§ Task directions: Write out word for word each line from the one containing "TARGET = goat's ear" through the close of the listing, including both ends. Pictures do not belong in the copy.

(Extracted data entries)
"""
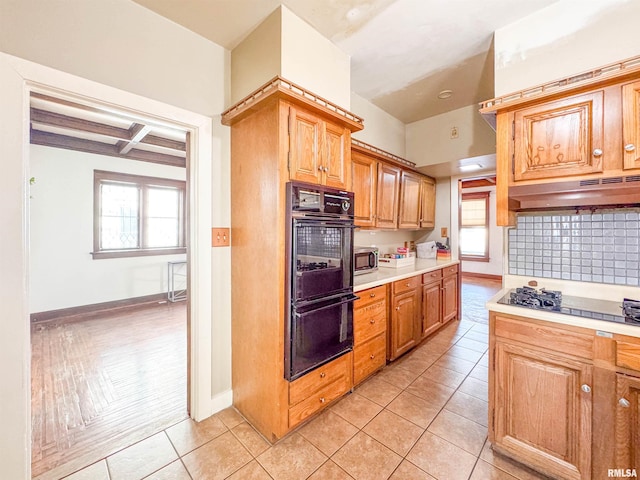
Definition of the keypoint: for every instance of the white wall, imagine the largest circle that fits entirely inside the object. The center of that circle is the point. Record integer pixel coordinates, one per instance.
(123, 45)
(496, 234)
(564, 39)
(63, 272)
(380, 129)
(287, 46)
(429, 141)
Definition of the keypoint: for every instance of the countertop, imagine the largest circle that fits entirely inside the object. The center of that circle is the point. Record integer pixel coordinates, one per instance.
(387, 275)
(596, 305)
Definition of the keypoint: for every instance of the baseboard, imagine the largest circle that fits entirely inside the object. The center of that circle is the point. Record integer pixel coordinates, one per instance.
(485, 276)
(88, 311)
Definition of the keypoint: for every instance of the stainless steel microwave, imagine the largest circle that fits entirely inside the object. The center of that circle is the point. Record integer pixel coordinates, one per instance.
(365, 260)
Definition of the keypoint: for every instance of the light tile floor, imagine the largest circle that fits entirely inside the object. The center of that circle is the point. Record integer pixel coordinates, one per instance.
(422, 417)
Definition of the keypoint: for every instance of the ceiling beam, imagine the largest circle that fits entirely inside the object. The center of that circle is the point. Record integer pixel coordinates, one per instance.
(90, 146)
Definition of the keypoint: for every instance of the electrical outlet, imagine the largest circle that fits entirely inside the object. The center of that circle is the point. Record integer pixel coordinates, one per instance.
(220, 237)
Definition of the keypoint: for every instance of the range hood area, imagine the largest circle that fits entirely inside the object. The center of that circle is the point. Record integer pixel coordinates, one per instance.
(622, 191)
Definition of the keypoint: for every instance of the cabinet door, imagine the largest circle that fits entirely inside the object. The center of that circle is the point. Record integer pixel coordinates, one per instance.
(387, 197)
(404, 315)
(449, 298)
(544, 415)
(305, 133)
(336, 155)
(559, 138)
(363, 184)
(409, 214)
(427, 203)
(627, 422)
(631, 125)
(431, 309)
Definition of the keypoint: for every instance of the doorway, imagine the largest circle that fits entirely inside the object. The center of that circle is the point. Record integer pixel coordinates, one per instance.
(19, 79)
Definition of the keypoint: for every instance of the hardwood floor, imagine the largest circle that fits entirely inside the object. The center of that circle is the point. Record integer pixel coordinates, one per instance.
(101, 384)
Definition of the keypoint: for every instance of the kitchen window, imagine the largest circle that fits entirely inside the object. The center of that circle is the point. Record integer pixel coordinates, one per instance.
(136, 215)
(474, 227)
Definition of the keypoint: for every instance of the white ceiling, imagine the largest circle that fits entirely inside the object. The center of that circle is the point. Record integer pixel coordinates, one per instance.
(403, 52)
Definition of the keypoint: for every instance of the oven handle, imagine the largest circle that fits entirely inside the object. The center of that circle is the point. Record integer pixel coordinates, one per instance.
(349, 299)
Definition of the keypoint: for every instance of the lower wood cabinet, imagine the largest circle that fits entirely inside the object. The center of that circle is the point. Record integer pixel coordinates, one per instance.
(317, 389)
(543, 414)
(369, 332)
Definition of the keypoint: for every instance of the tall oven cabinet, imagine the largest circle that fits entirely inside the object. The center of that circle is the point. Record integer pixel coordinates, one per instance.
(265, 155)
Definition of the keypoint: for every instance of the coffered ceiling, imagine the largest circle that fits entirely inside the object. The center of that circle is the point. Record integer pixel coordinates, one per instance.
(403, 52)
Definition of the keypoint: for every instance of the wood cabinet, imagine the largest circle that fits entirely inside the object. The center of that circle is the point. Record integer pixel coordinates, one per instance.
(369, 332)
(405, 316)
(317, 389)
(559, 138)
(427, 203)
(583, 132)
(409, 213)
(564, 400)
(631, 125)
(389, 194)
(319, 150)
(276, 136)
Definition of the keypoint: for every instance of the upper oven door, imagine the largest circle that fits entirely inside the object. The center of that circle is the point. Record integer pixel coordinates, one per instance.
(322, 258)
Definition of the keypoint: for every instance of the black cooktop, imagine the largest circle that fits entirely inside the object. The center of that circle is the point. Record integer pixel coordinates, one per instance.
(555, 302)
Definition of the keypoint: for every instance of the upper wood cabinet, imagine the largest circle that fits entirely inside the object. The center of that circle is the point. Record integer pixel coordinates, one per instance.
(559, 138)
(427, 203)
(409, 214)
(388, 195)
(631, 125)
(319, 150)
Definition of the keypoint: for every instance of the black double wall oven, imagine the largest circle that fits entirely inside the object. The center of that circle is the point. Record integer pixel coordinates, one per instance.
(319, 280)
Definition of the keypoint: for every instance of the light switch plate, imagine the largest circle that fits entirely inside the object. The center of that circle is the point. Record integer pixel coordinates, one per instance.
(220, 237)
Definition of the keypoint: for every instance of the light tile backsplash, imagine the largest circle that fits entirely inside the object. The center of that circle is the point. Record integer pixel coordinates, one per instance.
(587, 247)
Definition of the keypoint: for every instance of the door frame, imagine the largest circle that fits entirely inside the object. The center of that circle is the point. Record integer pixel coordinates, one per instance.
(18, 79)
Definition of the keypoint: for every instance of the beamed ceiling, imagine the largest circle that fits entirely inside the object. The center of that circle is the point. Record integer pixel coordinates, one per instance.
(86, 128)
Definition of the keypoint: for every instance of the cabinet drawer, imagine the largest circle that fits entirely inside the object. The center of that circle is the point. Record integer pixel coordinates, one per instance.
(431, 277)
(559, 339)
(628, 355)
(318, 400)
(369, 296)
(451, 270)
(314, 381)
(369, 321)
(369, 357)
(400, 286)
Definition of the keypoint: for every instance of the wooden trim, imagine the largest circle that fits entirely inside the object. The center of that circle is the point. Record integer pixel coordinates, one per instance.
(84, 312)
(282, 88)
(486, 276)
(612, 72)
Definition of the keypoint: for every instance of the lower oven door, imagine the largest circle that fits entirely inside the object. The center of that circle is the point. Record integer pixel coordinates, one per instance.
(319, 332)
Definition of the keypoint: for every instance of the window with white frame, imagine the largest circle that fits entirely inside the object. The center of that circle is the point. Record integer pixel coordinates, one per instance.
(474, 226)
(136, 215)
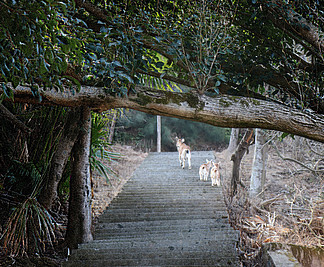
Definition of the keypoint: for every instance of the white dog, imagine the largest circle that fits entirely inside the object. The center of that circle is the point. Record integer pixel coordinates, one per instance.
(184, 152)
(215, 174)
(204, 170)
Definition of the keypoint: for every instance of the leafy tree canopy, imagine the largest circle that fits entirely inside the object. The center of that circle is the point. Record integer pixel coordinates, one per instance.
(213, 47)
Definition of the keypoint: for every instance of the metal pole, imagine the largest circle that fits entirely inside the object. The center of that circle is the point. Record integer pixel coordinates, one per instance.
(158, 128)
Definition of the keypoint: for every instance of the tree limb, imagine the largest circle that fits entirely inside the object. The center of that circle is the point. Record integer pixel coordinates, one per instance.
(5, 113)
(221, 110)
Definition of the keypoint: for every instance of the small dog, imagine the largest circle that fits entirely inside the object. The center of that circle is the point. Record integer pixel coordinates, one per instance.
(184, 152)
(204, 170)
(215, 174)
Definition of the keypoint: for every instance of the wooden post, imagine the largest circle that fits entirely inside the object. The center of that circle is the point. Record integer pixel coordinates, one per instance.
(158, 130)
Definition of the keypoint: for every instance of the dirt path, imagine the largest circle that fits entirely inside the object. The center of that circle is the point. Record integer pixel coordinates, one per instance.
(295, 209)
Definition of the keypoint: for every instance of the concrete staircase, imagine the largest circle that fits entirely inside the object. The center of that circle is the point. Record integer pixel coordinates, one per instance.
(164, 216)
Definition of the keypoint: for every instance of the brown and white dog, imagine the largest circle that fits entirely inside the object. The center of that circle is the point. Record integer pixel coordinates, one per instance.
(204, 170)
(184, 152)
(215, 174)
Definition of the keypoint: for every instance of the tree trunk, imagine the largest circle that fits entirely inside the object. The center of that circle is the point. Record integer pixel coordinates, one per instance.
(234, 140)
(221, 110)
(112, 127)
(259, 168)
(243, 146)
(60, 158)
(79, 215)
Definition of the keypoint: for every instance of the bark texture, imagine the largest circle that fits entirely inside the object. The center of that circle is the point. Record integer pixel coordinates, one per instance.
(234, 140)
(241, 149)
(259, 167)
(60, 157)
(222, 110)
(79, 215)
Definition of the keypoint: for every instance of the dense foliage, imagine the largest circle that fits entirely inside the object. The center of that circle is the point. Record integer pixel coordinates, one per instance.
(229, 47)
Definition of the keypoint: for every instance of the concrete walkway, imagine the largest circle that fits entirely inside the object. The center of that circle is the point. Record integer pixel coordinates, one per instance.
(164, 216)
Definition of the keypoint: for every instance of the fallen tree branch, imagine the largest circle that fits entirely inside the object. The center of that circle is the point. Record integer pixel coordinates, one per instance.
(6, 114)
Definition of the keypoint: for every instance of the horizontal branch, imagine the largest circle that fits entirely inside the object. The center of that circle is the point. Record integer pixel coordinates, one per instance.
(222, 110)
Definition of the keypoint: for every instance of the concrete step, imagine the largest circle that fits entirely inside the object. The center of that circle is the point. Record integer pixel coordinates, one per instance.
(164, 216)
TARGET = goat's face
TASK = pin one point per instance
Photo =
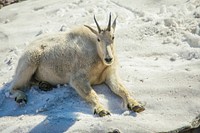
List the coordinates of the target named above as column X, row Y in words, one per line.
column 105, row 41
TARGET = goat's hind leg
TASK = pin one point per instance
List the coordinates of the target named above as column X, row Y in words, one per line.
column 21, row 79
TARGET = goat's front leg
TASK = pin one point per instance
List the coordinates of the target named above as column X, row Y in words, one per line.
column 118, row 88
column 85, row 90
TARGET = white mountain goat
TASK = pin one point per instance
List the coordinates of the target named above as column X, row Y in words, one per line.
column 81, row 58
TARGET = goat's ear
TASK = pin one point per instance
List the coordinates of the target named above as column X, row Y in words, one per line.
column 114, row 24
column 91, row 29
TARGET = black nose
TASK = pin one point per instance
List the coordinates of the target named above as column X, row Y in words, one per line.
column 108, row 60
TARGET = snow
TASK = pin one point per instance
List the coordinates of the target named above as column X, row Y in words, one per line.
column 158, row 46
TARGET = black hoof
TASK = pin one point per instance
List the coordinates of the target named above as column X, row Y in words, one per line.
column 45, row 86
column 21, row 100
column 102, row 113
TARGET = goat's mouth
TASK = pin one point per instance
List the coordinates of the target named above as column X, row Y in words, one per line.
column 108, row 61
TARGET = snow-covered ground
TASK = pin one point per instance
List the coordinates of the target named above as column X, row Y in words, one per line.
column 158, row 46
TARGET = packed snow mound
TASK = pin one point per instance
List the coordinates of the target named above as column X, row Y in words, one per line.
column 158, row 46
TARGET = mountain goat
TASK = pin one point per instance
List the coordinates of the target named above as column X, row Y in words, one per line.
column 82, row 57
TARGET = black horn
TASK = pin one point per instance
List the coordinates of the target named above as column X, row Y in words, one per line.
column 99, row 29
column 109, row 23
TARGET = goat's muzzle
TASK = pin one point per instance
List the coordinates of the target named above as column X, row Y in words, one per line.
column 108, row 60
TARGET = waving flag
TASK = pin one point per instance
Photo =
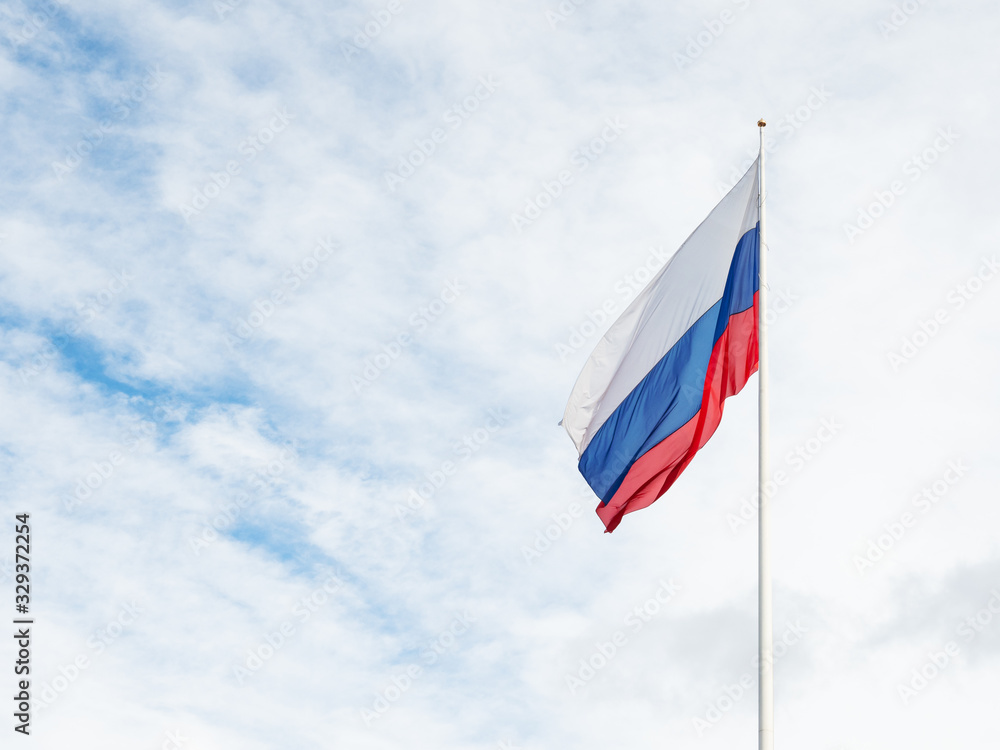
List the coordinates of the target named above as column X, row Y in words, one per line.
"""
§ Result of the task:
TARGET = goat's ear
TASK = pin one point per instance
List the coordinates of the target named above as column X, row Y in words, one per line.
column 114, row 24
column 91, row 29
TARGET = black nose
TASK = pin one point per instance
List the coordinates of the target named above as column X, row Y in words, one per line.
column 108, row 60
TARGET = snow
TASK = pin one point per instance
List the coordinates of the target named above as column X, row Y in words, one per line.
column 158, row 46
TARGET = black hoof
TASK = pin one point per instance
List the coordinates of the target named above as column X, row Y in words, one per line.
column 45, row 86
column 21, row 100
column 102, row 113
TARGET = goat's mouth
TASK = pin one point per instance
List the coordinates of the target named above as column X, row Y in words, one per line.
column 108, row 61
TARGET = snow-covered ground
TASK = pin one point per instance
List the coordinates of the target named above as column X, row Y in words, one per line.
column 158, row 46
TARGET = packed snow mound
TASK = pin one point per instance
List the coordinates of the target named above as column X, row Y in words, one per line.
column 158, row 46
TARGET = mountain goat
TASK = pin one point per instance
List the coordinates of the target named above as column X, row Y in words, one per line.
column 82, row 57
TARGET = black horn
TASK = pin one point per instance
List the coordinates of the target named above as column X, row Y in words, one per line.
column 99, row 29
column 109, row 23
TARGET = goat's muzzle
TASK = pin one point per instance
List the coordinates of the target named above as column X, row Y in words, one per line.
column 108, row 60
TARGET = waving flag
TASK = pin one point per instance
Photo =
List the coordinates of the target named above as column X, row Y in words, one per line.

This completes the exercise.